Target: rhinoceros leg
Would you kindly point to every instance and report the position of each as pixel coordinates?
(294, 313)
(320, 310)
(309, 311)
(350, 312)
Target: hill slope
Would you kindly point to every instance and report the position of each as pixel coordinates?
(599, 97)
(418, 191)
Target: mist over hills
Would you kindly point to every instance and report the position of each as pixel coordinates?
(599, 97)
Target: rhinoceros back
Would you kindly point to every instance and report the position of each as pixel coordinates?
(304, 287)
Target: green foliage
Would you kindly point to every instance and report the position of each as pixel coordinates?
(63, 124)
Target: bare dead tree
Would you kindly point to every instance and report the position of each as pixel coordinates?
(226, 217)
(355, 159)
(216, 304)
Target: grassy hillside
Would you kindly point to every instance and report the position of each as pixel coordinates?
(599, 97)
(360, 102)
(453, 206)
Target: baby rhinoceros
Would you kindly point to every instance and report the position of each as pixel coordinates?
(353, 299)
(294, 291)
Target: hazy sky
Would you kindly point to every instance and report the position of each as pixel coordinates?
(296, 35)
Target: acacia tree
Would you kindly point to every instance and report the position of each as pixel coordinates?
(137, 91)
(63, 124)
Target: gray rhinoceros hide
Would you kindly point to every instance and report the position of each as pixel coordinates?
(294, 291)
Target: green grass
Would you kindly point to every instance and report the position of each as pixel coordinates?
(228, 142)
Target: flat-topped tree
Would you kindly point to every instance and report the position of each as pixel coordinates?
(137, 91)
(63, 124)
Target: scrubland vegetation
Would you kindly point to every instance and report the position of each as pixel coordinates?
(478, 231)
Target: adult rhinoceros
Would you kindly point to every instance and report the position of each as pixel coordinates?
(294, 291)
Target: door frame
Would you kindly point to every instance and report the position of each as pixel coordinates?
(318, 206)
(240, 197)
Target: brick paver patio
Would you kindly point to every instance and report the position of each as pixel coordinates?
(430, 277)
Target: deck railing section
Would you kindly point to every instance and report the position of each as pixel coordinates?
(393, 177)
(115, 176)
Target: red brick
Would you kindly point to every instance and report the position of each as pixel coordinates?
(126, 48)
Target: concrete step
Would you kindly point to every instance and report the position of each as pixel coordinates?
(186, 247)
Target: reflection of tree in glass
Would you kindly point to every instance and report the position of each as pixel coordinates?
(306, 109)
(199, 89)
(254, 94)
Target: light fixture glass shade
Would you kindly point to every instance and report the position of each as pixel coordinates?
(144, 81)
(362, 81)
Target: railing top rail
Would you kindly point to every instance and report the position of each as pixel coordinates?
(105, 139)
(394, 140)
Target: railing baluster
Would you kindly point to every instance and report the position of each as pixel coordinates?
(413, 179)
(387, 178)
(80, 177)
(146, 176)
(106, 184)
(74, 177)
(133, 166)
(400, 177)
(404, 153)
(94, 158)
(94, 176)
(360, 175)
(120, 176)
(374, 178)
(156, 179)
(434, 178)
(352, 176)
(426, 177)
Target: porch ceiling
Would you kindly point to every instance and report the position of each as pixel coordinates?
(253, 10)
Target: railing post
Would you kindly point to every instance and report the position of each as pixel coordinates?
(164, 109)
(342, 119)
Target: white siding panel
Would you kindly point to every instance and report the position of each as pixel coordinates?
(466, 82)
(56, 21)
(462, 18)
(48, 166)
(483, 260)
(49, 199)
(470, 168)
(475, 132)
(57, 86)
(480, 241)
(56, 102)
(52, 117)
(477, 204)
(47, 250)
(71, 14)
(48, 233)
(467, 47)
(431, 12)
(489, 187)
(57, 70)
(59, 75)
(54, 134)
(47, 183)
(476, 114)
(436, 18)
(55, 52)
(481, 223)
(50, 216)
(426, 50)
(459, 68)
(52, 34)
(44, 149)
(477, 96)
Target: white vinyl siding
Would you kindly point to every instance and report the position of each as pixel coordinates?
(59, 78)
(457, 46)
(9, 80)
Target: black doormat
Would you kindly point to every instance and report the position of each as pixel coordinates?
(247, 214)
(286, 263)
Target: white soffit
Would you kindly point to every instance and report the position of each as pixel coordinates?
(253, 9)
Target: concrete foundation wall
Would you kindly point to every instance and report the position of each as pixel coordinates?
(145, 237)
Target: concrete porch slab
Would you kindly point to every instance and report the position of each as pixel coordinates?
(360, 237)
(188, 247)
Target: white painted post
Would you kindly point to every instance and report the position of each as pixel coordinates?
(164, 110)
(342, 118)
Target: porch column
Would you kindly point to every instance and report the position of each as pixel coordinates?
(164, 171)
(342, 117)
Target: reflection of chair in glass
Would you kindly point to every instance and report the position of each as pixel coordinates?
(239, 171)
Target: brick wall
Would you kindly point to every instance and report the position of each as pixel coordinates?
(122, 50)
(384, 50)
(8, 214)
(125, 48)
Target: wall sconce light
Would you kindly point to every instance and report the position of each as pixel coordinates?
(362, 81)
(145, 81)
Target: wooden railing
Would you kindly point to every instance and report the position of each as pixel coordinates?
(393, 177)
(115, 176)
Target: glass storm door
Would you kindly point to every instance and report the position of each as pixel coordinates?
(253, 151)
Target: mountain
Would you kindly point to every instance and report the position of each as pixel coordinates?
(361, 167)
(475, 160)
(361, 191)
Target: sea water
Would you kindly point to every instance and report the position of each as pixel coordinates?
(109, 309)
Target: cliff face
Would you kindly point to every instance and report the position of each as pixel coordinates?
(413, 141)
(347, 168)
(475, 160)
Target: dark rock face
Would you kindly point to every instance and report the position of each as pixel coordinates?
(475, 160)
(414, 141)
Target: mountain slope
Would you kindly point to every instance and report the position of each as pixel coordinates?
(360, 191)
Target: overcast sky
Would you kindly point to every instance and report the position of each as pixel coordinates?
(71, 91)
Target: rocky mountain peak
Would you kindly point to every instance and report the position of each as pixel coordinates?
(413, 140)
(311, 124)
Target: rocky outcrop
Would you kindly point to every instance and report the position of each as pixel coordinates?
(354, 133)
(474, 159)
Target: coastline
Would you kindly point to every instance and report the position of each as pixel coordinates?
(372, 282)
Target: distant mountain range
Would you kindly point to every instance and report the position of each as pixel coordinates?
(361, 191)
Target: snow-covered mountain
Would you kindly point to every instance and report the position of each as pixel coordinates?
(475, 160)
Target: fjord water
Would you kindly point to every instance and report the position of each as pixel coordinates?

(Stated exercise) Write out every entry verbatim.

(Finished answer)
Target: rhinoceros leg
Would you kindly point to every instance and report the position of each as pixel coordinates?
(294, 313)
(320, 310)
(309, 311)
(350, 312)
Target: hill slope
Would you kindly point to every instance and report the position of each as pixel coordinates?
(599, 97)
(418, 191)
Target: mist over hills
Would you kindly point to every instance and report the position of each as pixel coordinates?
(599, 97)
Target: rhinoceros back
Would you kindly point to every instance and report the position of each as pixel coordinates?
(304, 287)
Target: green foliage
Would you kindly point to every instance and report the position of each as pixel coordinates?
(63, 124)
Target: bare dead tree
Would you kindly point to every instance and report the position of each as pixel coordinates?
(226, 217)
(355, 159)
(216, 304)
Target: grassy hillside
Would you kindly point to every instance and report the position of each as pixel coordinates?
(599, 97)
(360, 102)
(453, 206)
Target: baby rhinoceros
Would you kindly point to every instance and report the position of each as pixel coordinates?
(353, 299)
(294, 291)
Target: hazy sky
Would you kindly point to every instance and report the position of each as pixel coordinates?
(296, 35)
Target: acacia tree
Would you kindly point to every instance and report the position of each as pixel coordinates?
(137, 91)
(63, 124)
Target: gray rhinoceros hide
Would you kindly point to every instance and report the position of each as pixel coordinates?
(294, 291)
Target: green grass
Would you kindly point to every instance and report the position of each as pixel coordinates?
(228, 142)
Target: flat-topped tree
Would you kindly point to every instance and report the position of each as pixel coordinates?
(137, 91)
(63, 124)
Target: scrubland vegetation
Would you kindly point to every instance and report the position of each as pixel coordinates?
(478, 231)
Target: adult rhinoceros
Would you kindly point to every instance and report the position of each as pixel coordinates?
(294, 291)
Target: door frame
Would you kindly point to every instance and report the position of each as pixel coordinates?
(318, 206)
(240, 197)
Target: brick paver patio
Would you kindly point to every instance and report the position of each as pixel coordinates?
(430, 277)
Target: deck railing section
Would you kindly point to every instance and report the position of each as pixel coordinates?
(393, 177)
(115, 176)
Target: red brick
Would you kindly point to every instance and report the position of each as pixel coordinates?
(126, 48)
Target: concrete step
Would you kindly point to every instance and report the position of each as pixel coordinates?
(186, 247)
Target: reflection of tree in glass
Would you kindly point to every instance and report the position of each as pixel coordinates?
(306, 109)
(199, 89)
(254, 94)
Target: light fixture glass shade
Would you kindly point to every instance and report the position of each as pixel coordinates?
(144, 81)
(362, 81)
Target: railing top rail
Would you kindly point to every instance and report the position of each as pixel coordinates?
(105, 139)
(394, 140)
Target: railing baluster
Would you kindly point to every instance and report the position of each as pixel coordinates?
(413, 179)
(387, 178)
(80, 177)
(146, 176)
(106, 184)
(74, 177)
(133, 166)
(400, 177)
(404, 153)
(94, 158)
(94, 176)
(360, 175)
(120, 176)
(374, 178)
(156, 179)
(434, 178)
(352, 176)
(426, 177)
Target: porch ceiling
Would you kindly point to every instance and report the position of each as pixel coordinates?
(253, 10)
Target: railing post
Would you kindly point to every instance and report the position of each as pixel coordinates?
(164, 109)
(342, 119)
Target: white siding panel
Would you kindly point to every instance and report the position of each as pixel coordinates?
(466, 82)
(56, 21)
(462, 18)
(48, 166)
(483, 260)
(49, 199)
(470, 168)
(475, 132)
(57, 86)
(480, 241)
(56, 102)
(52, 117)
(477, 204)
(47, 250)
(71, 14)
(48, 233)
(467, 47)
(431, 12)
(489, 187)
(57, 70)
(59, 75)
(54, 134)
(47, 183)
(476, 114)
(436, 18)
(55, 52)
(481, 223)
(50, 216)
(426, 50)
(459, 68)
(52, 34)
(44, 149)
(477, 96)
Target: white vinyl siding
Would you kindly point to every instance and report the position of each as pixel coordinates?
(59, 78)
(457, 46)
(9, 80)
Target: black doormat
Would you kindly point to every instance and report the position of each as pixel coordinates?
(247, 214)
(286, 263)
Target: white soffit
Would you kindly point to every instance and report the position of each as pixel coordinates?
(253, 9)
Target: concrete foundation wall
Would you kindly point to every instance and report the position of each as pixel coordinates?
(145, 237)
Target: concrete porch slab
Would you kindly point to every instance and report the position of each as pixel coordinates?
(360, 237)
(188, 247)
Target: white painted post
Would you kindly point to every instance and report the position of each as pixel coordinates?
(164, 110)
(342, 118)
Target: porch column
Would you kindly point to every instance and report the position of each as pixel coordinates?
(164, 171)
(342, 117)
Target: reflection of chair in glass
Would you kindly point to every instance and report the position of each as pixel coordinates?
(239, 171)
Target: brick wall
Would you kindly point to every instance and report the position of each as pixel coordinates?
(122, 50)
(384, 50)
(8, 214)
(125, 48)
Target: wall sconce light
Would you kindly point to every instance and report the position of each as pixel coordinates?
(362, 81)
(145, 81)
Target: wooden railing
Would you kindly point to every instance and report the position of each as pixel coordinates?
(393, 177)
(115, 176)
Target: glass storm door
Would you kindly point to every instance and report the position of each as pixel coordinates?
(253, 151)
Target: mountain
Would you kindly point to every instance and report the position of each as pixel coordinates?
(361, 167)
(475, 160)
(361, 191)
Target: sea water
Would you kindly point to every instance and report the position of each as pixel coordinates?
(109, 309)
Target: cliff face
Would you kindly point to every instance and report the position of each as pixel coordinates?
(413, 141)
(347, 168)
(475, 160)
Target: dark rock face
Would you kindly point to every instance and report the position of each as pixel coordinates?
(475, 160)
(414, 141)
Target: mountain slope
Would you kindly point to every instance and report the position of each as pixel coordinates?
(360, 191)
Target: overcast sky
Would you kindly point to every instance and report the position of each as pixel coordinates?
(71, 91)
Target: rocky mountain peak
Would you kindly point to every instance and report the position of each as pixel coordinates?
(413, 140)
(311, 124)
Target: rocky outcrop
Would you kindly point to every instance and report the position of each as pixel coordinates?
(354, 133)
(474, 159)
Target: coastline
Would you kindly point to every instance and report the position of each as pixel coordinates?
(372, 282)
Target: distant mountain range
Would you kindly point to every instance and report the position of each as pixel coordinates?
(361, 191)
Target: snow-covered mountain
Would you kindly point to every instance and report the position of each as pixel coordinates?
(475, 160)
Target: fjord water
Would you kindly point to every instance and report the position of each as pixel coordinates?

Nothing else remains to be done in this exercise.